Work to complete: Return the material word for word, from its very first line through the line that contains "M 621 247 L", with both ends included.

Material supplied:

════════════════════

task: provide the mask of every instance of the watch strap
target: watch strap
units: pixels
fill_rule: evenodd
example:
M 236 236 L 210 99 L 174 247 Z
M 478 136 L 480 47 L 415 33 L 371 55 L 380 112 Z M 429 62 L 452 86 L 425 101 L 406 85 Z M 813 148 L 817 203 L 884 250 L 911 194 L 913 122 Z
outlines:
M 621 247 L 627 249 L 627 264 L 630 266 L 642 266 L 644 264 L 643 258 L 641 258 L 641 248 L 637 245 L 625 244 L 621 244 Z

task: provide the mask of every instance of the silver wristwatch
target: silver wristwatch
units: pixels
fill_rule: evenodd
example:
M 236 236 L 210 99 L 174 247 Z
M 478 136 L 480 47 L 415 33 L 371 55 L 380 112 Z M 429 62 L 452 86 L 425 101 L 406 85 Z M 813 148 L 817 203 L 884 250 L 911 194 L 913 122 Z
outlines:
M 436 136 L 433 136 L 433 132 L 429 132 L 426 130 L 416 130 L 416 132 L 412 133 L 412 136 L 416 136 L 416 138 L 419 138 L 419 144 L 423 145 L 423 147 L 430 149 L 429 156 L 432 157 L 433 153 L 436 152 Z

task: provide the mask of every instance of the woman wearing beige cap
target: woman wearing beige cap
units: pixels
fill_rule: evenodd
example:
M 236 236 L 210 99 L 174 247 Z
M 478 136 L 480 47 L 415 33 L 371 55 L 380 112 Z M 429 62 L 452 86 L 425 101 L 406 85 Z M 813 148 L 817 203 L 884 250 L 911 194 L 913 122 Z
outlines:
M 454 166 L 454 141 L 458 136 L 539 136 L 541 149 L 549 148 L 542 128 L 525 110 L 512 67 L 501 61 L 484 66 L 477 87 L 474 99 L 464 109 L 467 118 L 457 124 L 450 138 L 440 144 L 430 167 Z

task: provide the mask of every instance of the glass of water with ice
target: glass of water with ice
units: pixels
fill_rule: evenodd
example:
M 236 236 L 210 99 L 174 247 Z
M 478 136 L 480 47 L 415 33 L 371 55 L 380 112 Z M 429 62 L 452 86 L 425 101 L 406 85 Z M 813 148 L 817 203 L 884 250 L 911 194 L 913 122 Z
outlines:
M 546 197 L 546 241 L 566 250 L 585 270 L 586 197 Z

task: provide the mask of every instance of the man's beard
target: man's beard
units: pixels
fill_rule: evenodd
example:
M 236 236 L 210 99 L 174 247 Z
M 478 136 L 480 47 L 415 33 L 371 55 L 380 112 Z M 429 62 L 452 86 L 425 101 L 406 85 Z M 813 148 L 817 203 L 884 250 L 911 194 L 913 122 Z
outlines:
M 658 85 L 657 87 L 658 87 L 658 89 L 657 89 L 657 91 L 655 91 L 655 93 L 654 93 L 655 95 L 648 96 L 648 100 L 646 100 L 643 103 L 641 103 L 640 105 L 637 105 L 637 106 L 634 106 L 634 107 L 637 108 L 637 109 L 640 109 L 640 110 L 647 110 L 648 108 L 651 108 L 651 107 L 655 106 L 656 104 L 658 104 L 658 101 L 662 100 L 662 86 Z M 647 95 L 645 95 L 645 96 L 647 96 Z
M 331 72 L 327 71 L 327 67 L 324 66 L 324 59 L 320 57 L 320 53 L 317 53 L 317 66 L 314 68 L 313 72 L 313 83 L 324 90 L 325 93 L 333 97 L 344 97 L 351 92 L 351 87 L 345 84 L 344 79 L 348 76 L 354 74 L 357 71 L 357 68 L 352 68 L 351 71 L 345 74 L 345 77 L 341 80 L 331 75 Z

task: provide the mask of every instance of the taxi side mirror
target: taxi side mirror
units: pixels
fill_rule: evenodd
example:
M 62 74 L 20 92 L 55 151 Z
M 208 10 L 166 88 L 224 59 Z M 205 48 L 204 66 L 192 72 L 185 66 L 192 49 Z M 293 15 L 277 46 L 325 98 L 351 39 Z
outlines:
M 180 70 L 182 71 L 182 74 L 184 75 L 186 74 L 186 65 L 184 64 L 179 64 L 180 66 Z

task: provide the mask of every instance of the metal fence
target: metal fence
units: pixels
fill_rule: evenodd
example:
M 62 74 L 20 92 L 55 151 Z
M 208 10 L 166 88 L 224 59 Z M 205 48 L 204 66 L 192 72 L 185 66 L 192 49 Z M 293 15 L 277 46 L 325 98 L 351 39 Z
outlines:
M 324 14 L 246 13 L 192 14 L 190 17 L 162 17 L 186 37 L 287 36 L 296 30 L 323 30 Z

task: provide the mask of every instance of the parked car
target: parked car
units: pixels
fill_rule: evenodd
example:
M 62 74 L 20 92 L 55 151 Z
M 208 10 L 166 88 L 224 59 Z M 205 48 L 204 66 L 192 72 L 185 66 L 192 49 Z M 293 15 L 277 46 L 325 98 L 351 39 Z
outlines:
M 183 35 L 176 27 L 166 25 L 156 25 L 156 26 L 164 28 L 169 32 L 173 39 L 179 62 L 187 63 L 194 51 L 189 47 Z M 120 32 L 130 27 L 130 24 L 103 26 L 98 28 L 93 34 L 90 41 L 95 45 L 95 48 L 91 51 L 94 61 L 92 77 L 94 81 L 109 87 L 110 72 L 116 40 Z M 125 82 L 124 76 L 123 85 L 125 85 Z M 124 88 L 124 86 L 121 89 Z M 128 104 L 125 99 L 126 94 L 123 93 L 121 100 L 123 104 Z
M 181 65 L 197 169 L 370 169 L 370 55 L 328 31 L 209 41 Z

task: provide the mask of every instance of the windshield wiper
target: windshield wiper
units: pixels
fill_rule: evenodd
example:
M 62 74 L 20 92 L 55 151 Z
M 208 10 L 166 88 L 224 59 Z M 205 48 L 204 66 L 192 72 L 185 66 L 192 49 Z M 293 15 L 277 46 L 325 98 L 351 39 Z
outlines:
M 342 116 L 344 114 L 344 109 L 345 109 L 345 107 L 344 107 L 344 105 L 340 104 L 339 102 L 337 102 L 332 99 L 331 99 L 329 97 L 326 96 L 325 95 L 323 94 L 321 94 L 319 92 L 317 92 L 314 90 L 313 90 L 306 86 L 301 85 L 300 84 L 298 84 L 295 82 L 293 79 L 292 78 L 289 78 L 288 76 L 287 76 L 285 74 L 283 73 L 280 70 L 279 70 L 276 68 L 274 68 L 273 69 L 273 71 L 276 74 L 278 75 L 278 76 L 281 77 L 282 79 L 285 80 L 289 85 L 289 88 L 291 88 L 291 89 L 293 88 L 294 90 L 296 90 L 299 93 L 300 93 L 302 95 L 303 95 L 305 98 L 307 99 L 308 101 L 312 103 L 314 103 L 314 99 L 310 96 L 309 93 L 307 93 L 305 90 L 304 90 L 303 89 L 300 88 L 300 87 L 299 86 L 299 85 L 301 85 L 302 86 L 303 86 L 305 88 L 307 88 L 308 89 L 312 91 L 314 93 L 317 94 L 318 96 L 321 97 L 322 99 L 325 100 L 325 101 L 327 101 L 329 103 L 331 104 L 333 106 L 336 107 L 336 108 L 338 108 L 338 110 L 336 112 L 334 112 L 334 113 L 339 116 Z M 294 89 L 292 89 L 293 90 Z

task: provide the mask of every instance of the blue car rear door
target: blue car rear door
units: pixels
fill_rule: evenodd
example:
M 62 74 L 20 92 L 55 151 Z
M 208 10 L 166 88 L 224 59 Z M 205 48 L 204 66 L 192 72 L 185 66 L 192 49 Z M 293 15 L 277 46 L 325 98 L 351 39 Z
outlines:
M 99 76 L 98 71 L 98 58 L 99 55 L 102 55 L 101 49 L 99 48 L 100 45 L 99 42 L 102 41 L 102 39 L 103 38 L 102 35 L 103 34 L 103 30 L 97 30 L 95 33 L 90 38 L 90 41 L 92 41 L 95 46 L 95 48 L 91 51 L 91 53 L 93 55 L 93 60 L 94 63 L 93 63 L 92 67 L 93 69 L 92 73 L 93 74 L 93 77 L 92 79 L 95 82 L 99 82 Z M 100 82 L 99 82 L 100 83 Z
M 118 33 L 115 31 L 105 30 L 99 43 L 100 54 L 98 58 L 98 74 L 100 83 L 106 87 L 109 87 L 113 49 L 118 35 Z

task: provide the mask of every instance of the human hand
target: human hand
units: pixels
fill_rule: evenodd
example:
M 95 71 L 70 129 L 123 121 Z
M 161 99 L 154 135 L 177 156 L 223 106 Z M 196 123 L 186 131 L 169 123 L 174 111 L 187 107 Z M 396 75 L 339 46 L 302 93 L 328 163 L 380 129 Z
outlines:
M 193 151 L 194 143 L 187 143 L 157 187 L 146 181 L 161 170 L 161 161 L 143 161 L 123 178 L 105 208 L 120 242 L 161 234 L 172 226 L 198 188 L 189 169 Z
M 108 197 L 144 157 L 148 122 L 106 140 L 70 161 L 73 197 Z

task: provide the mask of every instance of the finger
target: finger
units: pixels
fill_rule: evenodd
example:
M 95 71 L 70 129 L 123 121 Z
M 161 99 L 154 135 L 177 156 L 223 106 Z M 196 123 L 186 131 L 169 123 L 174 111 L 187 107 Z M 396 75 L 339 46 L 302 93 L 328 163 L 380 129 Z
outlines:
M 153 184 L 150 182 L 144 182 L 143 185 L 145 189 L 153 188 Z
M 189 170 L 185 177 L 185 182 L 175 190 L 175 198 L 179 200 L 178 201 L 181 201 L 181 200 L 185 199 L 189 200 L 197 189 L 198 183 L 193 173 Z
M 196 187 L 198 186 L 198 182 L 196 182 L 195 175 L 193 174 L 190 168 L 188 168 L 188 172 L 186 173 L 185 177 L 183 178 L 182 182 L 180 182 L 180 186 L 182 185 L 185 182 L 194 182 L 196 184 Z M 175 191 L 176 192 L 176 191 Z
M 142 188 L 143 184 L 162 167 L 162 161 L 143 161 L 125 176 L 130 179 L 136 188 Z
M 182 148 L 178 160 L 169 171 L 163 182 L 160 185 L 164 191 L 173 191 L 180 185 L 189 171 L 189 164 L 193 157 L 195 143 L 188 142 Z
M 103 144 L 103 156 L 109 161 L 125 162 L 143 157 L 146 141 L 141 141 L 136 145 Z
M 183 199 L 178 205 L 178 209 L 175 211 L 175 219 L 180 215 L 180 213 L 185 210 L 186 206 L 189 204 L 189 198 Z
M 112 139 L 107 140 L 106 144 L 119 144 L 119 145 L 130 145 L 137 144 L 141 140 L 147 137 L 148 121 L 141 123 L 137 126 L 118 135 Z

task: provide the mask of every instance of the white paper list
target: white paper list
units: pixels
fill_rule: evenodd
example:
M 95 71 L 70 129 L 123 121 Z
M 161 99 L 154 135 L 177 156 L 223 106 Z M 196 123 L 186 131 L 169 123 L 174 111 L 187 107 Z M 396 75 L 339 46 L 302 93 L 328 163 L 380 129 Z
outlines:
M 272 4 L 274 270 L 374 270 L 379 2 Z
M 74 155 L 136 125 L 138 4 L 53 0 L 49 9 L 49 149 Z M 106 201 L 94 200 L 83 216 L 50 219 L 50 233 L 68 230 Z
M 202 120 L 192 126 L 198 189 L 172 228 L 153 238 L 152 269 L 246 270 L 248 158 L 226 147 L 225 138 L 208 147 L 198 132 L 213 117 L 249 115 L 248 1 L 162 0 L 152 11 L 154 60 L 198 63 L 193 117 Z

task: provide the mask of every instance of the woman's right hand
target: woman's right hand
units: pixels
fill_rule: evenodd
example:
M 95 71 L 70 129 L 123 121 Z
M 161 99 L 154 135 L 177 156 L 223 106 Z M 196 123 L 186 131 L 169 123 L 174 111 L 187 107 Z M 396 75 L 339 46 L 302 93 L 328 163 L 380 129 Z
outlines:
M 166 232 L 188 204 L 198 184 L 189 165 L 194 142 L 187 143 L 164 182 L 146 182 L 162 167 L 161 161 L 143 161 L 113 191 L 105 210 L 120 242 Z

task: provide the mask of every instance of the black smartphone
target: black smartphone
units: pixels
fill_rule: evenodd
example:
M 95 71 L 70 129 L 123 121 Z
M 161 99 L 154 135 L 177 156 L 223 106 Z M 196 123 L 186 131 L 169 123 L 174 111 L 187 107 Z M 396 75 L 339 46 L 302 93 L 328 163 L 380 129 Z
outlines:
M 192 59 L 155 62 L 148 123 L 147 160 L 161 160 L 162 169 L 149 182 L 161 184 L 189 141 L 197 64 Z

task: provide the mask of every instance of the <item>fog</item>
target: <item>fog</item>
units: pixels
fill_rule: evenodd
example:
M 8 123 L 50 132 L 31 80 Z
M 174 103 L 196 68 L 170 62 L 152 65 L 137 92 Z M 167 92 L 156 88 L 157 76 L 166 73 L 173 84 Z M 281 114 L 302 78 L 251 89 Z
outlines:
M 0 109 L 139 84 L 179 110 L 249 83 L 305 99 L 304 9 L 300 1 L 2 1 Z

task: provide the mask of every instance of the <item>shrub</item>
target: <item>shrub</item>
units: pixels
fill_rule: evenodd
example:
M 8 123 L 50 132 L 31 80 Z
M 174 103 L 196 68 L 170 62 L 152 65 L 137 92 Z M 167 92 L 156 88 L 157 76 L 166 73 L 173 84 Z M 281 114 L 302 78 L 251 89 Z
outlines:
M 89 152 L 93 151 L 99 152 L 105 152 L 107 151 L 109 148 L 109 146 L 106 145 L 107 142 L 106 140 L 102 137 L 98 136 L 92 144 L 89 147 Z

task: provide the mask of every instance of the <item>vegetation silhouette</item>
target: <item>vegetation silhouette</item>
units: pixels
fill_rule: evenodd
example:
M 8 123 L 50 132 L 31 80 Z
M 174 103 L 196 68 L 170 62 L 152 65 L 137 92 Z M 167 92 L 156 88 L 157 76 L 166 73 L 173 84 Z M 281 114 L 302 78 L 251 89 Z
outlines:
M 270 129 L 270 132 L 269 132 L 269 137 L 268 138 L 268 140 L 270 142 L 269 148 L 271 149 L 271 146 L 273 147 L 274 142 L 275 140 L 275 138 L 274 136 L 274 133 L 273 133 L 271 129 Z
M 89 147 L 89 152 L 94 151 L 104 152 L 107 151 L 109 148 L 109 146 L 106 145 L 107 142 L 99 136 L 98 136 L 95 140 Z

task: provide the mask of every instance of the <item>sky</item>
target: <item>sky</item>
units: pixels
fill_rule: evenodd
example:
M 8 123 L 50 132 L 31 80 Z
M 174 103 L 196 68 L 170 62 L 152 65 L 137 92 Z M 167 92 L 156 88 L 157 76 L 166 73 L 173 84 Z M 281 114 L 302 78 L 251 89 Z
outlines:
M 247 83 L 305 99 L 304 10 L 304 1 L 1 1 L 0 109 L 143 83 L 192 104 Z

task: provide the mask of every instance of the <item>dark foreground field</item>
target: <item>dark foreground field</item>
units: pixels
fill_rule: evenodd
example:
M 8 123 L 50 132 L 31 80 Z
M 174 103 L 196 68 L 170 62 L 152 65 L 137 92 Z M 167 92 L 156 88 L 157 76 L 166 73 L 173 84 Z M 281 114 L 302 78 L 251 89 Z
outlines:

════════════════════

Problem solution:
task: provide the mask of every instance of the watch strap
target: watch strap
units: pixels
fill_rule: evenodd
example:
M 236 236 L 210 99 L 174 247 Z
M 478 136 L 480 47 L 415 33 L 371 55 L 380 112 Z M 429 62 L 452 86 L 425 101 L 406 85 Z M 813 148 L 817 203 L 884 250 L 911 194 L 913 122 Z
outlines:
M 621 247 L 627 249 L 627 264 L 630 266 L 642 266 L 644 264 L 643 258 L 641 258 L 641 248 L 637 245 L 625 244 L 621 244 Z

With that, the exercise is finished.